TASK INSTRUCTIONS: Pictures stay out; everything else in the listing below is to be restated word for word.
### INPUT DATA ###
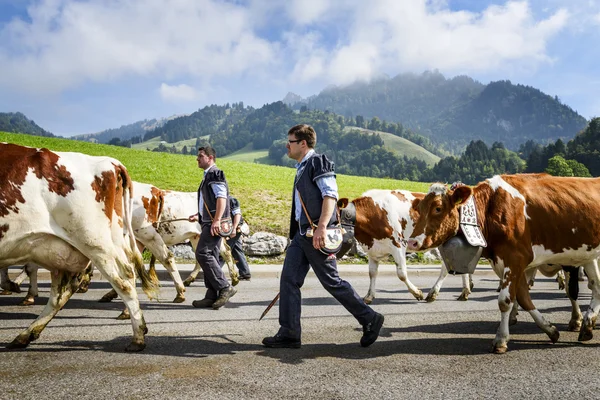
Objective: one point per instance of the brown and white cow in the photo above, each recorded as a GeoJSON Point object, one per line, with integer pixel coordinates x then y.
{"type": "Point", "coordinates": [383, 221]}
{"type": "Point", "coordinates": [160, 219]}
{"type": "Point", "coordinates": [527, 221]}
{"type": "Point", "coordinates": [61, 211]}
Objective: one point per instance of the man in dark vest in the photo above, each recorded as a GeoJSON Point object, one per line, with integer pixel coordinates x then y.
{"type": "Point", "coordinates": [212, 206]}
{"type": "Point", "coordinates": [316, 187]}
{"type": "Point", "coordinates": [235, 241]}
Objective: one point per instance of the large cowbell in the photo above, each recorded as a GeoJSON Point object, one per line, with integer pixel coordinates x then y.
{"type": "Point", "coordinates": [459, 255]}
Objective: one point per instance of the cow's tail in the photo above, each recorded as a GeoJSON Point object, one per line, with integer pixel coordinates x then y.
{"type": "Point", "coordinates": [150, 282]}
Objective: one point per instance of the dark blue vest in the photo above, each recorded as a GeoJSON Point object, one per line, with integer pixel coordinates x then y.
{"type": "Point", "coordinates": [317, 166]}
{"type": "Point", "coordinates": [214, 175]}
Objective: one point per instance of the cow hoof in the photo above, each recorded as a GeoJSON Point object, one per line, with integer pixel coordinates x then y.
{"type": "Point", "coordinates": [585, 334]}
{"type": "Point", "coordinates": [500, 350]}
{"type": "Point", "coordinates": [124, 315]}
{"type": "Point", "coordinates": [16, 344]}
{"type": "Point", "coordinates": [13, 287]}
{"type": "Point", "coordinates": [28, 301]}
{"type": "Point", "coordinates": [574, 325]}
{"type": "Point", "coordinates": [135, 347]}
{"type": "Point", "coordinates": [179, 298]}
{"type": "Point", "coordinates": [431, 296]}
{"type": "Point", "coordinates": [554, 336]}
###
ANSWER FOR THE TASK:
Objective: one point per instance of the brown and white cow in the photo above, each recorded as a GeoJSON Point object, one per line, with integer pixel coordinates x then y.
{"type": "Point", "coordinates": [383, 221]}
{"type": "Point", "coordinates": [160, 219]}
{"type": "Point", "coordinates": [527, 221]}
{"type": "Point", "coordinates": [61, 211]}
Objective: one point per instance of the man in dark vest in the photo above, each recorded as a GeoJSON Point object, one per line, with integer pixel coordinates x then y.
{"type": "Point", "coordinates": [212, 206]}
{"type": "Point", "coordinates": [316, 187]}
{"type": "Point", "coordinates": [235, 241]}
Objective: one point per instance of the large cowbell in the photo above, each recorded as a GeoJSON Point object, one per line, with integer pixel coordinates x then y.
{"type": "Point", "coordinates": [459, 255]}
Objective: one point per instance of the cow's tail in the photo above, each recorded as a GeoJSON Point object, one per line, with integer pixel coordinates x then y.
{"type": "Point", "coordinates": [150, 282]}
Objective: one point per instance of the dark blue vest in the photo above, each recorded as a GeoJSON Point object, one per line, with integer pixel coordinates x then y.
{"type": "Point", "coordinates": [317, 166]}
{"type": "Point", "coordinates": [214, 175]}
Objective: one point per instance of the cow hoof in the photo above, each recorded as a GeoJSON Point object, one per line, with integer pixel coordinates x then y.
{"type": "Point", "coordinates": [585, 334]}
{"type": "Point", "coordinates": [500, 350]}
{"type": "Point", "coordinates": [124, 315]}
{"type": "Point", "coordinates": [16, 344]}
{"type": "Point", "coordinates": [13, 287]}
{"type": "Point", "coordinates": [28, 301]}
{"type": "Point", "coordinates": [574, 325]}
{"type": "Point", "coordinates": [135, 347]}
{"type": "Point", "coordinates": [179, 298]}
{"type": "Point", "coordinates": [431, 296]}
{"type": "Point", "coordinates": [554, 336]}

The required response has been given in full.